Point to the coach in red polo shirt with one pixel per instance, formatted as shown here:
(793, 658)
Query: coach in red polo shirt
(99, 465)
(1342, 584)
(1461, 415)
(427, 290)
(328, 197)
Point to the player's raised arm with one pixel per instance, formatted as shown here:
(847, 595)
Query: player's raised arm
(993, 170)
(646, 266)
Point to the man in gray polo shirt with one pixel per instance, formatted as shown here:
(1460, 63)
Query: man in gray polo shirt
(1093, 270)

---

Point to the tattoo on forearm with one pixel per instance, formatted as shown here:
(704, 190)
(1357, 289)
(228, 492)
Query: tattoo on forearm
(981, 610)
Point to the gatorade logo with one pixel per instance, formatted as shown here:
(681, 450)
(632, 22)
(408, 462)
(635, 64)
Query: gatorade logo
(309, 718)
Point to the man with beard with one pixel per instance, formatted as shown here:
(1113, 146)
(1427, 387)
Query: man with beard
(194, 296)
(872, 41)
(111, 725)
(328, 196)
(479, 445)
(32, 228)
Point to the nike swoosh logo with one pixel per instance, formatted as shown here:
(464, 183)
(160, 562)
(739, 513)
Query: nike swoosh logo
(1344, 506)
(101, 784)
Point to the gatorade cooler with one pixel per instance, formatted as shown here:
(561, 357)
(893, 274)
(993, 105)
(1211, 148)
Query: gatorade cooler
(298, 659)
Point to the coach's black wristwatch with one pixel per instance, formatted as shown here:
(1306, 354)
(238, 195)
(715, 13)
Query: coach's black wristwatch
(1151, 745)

→ Problem description:
The answer should consist of all lines from the records above that hold the word "shown".

→ Result of this exercise:
Point to the coach in red polo shirt with one pixel per instance, formatted as shown here:
Point to the player's raised arm with one pixel per instance, formatted as shown here:
Point to the man in gray polo shirt with one pixel per instance, formatted as shown here:
Point to the tattoo on forearm with one pixel per instance, formatted as shown here:
Point to the gatorade logo with one pixel per instance, formatted as shown here:
Point to the man with beard with one pixel per instance, formatted as shown here:
Point to the nike swoosh logo with one pixel per instance, formatted as shown here:
Point to the gatorade cooler with one pixel per instance, formatted as shown here:
Point to the coach's black wristwatch with one pixel per instance, formatted as shown here:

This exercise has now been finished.